**Task requirements**
Can you return all of the data below verbatim, with every line unchanged?

**Extracted entries**
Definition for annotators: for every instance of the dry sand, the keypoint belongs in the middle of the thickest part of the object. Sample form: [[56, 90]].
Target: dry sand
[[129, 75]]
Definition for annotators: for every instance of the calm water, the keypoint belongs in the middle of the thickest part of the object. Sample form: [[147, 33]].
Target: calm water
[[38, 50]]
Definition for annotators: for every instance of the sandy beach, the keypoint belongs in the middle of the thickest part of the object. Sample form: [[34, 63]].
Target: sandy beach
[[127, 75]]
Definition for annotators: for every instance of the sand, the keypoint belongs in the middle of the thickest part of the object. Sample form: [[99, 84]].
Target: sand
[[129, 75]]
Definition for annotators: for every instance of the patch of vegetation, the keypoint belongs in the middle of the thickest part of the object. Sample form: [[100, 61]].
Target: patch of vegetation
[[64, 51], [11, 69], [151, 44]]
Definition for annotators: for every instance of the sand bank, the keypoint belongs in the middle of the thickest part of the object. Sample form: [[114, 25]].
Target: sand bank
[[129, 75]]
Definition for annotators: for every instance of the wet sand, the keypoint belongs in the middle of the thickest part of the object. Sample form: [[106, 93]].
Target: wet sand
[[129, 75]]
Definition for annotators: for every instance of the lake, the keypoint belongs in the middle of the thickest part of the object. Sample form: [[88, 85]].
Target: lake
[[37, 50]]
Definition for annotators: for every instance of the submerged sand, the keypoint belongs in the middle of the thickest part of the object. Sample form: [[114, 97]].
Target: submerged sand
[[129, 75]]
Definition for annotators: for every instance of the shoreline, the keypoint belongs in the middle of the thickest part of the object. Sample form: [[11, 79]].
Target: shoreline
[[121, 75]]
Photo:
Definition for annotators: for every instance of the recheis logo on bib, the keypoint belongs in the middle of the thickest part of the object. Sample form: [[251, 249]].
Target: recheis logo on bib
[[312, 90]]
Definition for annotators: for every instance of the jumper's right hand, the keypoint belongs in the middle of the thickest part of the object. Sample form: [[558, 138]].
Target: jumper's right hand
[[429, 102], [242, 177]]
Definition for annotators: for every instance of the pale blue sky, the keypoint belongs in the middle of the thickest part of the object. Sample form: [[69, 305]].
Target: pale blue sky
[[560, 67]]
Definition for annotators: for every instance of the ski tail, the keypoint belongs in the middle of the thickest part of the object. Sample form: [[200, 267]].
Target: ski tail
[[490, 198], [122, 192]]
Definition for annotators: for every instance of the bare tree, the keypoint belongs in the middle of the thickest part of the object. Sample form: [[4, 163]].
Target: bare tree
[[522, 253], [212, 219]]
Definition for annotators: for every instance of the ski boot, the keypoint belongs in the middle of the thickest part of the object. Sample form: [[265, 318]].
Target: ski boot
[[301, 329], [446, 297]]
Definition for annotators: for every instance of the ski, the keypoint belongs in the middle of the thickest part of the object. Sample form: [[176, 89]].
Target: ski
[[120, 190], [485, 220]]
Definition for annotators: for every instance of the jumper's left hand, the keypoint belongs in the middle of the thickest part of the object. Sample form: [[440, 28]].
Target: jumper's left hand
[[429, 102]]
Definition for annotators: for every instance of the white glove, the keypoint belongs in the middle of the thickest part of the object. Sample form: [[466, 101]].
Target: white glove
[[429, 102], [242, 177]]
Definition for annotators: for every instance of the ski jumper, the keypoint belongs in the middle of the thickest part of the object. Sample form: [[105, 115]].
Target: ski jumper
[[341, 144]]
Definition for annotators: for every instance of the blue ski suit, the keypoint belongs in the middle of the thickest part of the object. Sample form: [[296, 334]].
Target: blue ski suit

**Answer in full**
Definition for annotators: for every instance of the dry sand, the keypoint belongs in the middle of the thickest part of the object. Sample form: [[56, 90]].
Target: dry sand
[[129, 75]]
Definition for annotators: for every instance of the calm water, the keypoint belongs in the middle of the thickest part of the object. Sample form: [[147, 33]].
Target: calm water
[[38, 50]]
Definition for annotators: for every instance of the sandy beach, the keypoint belongs in the middle of the thickest part of the object. Sample form: [[34, 63]].
Target: sandy beach
[[127, 75]]
Definition for annotators: for every instance of the sand, the keypoint belongs in the middle of the thickest part of the object. Sample form: [[99, 84]].
Target: sand
[[129, 75]]
Definition for annotators: for every instance of the patch of vegetation, the keypoint belongs in the middle of the thickest part of the object. Sample form: [[100, 61]].
Target: patch of vegetation
[[64, 51], [11, 69], [151, 44]]
Definition for annotators: for every instance of the sand bank, the keypoint belongs in the middle of the thickest part of the object. Sample form: [[114, 25]].
Target: sand bank
[[129, 75]]
Definition for annotators: for every instance of the wet sand, the keypoint belongs in the middle of the thickest part of the object. Sample form: [[106, 93]].
Target: wet sand
[[129, 75]]
Definition for annotators: for every instance of the lake, the keypoint belongs in the middle of the thickest part of the object. Sample form: [[88, 85]].
Target: lake
[[37, 50]]
Definition for annotators: for every instance of the submerged sand, the keypoint belongs in the middle of the thickest part of the object. Sample form: [[114, 97]].
Target: submerged sand
[[129, 75]]
Definition for annotators: for every instance of the shoreline, the keypoint belongs in the middle of the thickest part of the object. Sample form: [[11, 79]].
Target: shoreline
[[121, 75]]
Photo:
Definition for annotators: for every instance of the recheis logo on bib, the keypoint belongs in the middle of the thickest part of the object. Sample form: [[251, 249]].
Target: recheis logo on bib
[[312, 90]]
Definition for annotators: for every instance of the jumper's right hand, the keypoint belongs in the middle of the thickest part of the object. Sample form: [[558, 138]].
Target: jumper's right hand
[[429, 102], [242, 177]]
Definition for annotators: for every instance of the pale blue sky, the keypoint belongs in the middle of the thickest part of the object. Sample form: [[69, 305]].
Target: pale blue sky
[[560, 67]]
Definition for annotators: for every instance of the ski tail, the keypoint belongs in the middle of the thickest part of the object. Sample form: [[200, 267]].
Target: ski tail
[[490, 198], [122, 192]]
Definition for annotators: for every instance of the bare tree, the keypoint belongs in the middle of the thickest part of the object. Sample form: [[4, 163]].
Target: bare tree
[[522, 253], [212, 219]]
Definition for annotators: for every instance of the ski boot, the keypoint belongs in the middle of the thickest part of the object. Sample form: [[265, 318]].
Target: ski boot
[[301, 329], [446, 297]]
Definition for annotators: for every instance of the ski, the keypoint belongs in the middle of the thickest part of the object. Sample form: [[176, 89]].
Target: ski
[[120, 190], [485, 220]]
Definition for annotators: for every instance of the jumper's left hand, the keypoint belongs in the middle of the thickest part of the object. Sample form: [[440, 28]].
Target: jumper's left hand
[[429, 102]]
Definition for annotators: for every instance of the white glove, the keypoint belongs in the middle of the thickest part of the object. Sample form: [[466, 101]].
Target: white glove
[[429, 102], [242, 177]]
Definition for annotators: for every instance of the ski jumper, the keypoint belongs in the middle of the thickest part of the object. Sample form: [[105, 115]].
Target: ski jumper
[[341, 144]]
Definition for annotators: for every instance of the blue ski suit, the keypoint belongs in the middle of the thickest part of the object. Sample form: [[296, 334]].
Target: blue ski suit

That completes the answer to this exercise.